Natural-language object grounding data
_ _ _ _
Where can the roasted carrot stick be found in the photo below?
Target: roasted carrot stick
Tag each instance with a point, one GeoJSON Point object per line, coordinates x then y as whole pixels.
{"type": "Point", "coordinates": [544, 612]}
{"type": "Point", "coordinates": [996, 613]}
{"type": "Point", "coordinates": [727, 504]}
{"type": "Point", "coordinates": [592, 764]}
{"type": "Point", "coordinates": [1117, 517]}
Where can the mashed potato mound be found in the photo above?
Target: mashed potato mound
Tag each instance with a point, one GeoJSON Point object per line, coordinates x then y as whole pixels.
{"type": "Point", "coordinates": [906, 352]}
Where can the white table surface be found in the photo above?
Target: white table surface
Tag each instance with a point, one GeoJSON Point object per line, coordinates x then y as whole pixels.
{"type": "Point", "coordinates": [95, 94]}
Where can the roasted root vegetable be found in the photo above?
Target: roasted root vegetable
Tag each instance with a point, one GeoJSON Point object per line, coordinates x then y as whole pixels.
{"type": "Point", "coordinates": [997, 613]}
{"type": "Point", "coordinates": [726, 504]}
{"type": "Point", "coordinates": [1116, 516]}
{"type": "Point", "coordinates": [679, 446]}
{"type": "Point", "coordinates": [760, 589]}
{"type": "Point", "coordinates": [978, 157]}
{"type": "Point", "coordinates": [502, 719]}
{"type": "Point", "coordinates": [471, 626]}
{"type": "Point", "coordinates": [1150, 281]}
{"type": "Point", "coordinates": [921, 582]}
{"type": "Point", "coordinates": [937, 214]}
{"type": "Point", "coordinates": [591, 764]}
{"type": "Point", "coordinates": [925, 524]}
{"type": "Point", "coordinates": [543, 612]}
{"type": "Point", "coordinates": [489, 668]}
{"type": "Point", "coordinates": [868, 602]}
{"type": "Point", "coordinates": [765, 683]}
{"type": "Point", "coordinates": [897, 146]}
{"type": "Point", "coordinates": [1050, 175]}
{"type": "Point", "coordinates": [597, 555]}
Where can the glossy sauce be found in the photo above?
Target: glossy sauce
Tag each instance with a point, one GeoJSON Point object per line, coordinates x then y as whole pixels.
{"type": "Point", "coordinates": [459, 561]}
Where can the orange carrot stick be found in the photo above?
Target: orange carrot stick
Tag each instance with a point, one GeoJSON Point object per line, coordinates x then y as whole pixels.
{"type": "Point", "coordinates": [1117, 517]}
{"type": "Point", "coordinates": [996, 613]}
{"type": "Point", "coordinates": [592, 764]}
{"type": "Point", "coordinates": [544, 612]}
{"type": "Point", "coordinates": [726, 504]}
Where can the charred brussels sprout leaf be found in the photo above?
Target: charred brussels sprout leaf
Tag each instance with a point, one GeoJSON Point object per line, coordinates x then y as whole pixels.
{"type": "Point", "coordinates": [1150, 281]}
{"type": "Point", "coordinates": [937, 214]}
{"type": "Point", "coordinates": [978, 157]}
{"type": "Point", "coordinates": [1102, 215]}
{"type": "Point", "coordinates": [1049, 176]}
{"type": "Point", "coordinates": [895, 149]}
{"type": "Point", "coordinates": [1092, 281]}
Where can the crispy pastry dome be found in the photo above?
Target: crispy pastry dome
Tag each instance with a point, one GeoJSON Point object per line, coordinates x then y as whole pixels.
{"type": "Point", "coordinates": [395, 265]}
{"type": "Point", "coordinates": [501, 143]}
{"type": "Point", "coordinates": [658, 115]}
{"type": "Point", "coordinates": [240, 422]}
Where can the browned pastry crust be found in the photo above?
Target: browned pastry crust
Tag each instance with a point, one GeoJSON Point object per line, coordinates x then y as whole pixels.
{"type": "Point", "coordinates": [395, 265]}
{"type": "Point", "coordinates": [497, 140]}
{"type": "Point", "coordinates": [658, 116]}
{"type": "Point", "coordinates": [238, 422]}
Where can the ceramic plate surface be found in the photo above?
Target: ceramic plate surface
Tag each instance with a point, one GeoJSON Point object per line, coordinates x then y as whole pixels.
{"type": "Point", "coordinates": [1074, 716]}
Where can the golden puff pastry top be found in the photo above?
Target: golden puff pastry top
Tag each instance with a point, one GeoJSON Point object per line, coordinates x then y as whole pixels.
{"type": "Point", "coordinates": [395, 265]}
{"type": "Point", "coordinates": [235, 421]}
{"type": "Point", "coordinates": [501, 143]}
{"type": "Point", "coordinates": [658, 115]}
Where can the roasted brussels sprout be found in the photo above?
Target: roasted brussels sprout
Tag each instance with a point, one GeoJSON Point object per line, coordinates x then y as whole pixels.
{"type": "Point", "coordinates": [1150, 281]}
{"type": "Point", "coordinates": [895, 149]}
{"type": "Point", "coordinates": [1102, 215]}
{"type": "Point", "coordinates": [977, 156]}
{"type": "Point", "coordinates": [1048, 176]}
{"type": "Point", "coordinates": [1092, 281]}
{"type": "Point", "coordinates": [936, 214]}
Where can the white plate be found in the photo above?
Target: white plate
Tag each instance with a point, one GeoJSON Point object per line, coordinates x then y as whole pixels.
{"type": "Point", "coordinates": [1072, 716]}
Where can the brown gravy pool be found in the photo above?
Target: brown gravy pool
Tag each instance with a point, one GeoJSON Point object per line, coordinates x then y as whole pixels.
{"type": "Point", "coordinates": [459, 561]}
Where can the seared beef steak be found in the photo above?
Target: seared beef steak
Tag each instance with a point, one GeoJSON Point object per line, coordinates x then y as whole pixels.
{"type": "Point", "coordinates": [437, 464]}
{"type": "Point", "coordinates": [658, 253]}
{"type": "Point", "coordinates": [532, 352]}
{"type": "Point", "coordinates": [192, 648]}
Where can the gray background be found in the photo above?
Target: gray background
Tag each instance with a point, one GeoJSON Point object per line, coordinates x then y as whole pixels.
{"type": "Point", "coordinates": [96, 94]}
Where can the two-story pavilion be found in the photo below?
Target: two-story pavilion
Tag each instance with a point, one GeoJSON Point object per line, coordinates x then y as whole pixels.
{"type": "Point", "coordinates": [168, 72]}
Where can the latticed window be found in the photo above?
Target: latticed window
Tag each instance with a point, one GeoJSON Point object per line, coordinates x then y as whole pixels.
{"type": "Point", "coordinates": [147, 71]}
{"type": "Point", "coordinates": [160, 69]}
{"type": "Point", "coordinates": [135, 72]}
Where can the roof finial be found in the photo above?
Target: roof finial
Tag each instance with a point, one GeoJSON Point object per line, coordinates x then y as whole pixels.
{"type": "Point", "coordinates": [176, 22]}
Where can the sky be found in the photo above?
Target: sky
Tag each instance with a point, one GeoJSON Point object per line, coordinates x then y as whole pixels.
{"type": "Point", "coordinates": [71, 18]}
_ _ _ _
THE PROBLEM: Retrieve each line from the records above where the word "story" occurs.

EXERCISE ANSWER:
Where can the two-story pavilion be found in the photo below?
Target: two-story pavilion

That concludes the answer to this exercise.